#### Provided passage:
Unlike other types of snake plants, this is a fast-growing species, and in areas with a mild climate, it can grow outdoors as an attractive addition to the rockery.
Frequently Asked Questions
Is Rhino Grass a sansevieria variety?
Yes, it is. It is called Sansevieria Desertii and has thickened foliage resembling the rhino horn.
What are the rarest types of snake plants?
The rarest type of snake plant is Snake Plant ‘Sayuri,’ a sansevieria variety with soft silver foliage and blue and white variegation.
Can you plant different snake plants together?
Yes, you can! Moreover, by combining sansevierias of different shapes and colors, you can create a unique indoor sansevieria garden that you will easily maintain due to their modest care requirements!
Why is sansevieria called Mother-in-law’s tongue?
The sharp edges of the leaves in Sansevieria Trifasciata inspired the name Mother-in-law’s tongue.
What plants look similar to snake plants?

#### Given data:
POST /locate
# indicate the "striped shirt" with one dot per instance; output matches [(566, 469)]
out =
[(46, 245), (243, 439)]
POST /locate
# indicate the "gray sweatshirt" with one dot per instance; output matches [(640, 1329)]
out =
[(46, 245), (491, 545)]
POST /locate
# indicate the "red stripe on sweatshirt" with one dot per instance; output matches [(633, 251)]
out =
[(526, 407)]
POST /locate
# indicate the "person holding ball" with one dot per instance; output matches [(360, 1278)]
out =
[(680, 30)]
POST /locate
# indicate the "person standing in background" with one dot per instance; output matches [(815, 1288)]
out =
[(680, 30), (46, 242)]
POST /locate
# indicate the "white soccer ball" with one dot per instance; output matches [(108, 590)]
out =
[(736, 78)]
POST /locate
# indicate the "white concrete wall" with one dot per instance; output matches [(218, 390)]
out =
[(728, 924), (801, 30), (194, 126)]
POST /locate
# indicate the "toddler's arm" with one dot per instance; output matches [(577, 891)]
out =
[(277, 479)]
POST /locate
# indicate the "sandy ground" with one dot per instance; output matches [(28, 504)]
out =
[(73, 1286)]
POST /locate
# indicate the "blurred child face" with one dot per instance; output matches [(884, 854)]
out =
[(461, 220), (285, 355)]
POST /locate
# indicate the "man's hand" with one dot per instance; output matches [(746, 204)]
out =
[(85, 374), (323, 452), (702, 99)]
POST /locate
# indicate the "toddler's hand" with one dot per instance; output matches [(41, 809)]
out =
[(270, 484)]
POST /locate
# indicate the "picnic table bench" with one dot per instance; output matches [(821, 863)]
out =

#### Tasks:
1. What inspired the name Mother-in-law's tongue, according to the snake plant FAQ?
2. Please write the next part of the snake plant FAQ, picking up right after its final line.

#### Your responses:
1. The sharp edges of the leaves in Sansevieria Trifasciata inspired the name.

2.
Although used for all types of sansevieria, the name snake plant most often refers to Sansevieria Trifasciata. Among the plants that resemble sansevieria and are not of this genus are Aechmea Fasciata from the Bromeliad family, Mauritius Hemp (Furcraea Foetida), Zebra plant (Cryptanthus Zonatus), and many other plants with succulent striped leaves.
Is Sansevieria toxic to pets and humans?
Yes, it is! The leaves of sansevieria contain saponins which act as a natural fungicide and insecticide and cause digestive ailments like vomiting and diarrhea if it gets into the digestive tract of humans or pets.
In addition, the juices from the leaves can cause a rash or itching on the skin. Therefore, when handling the plant, be sure to wear gloves!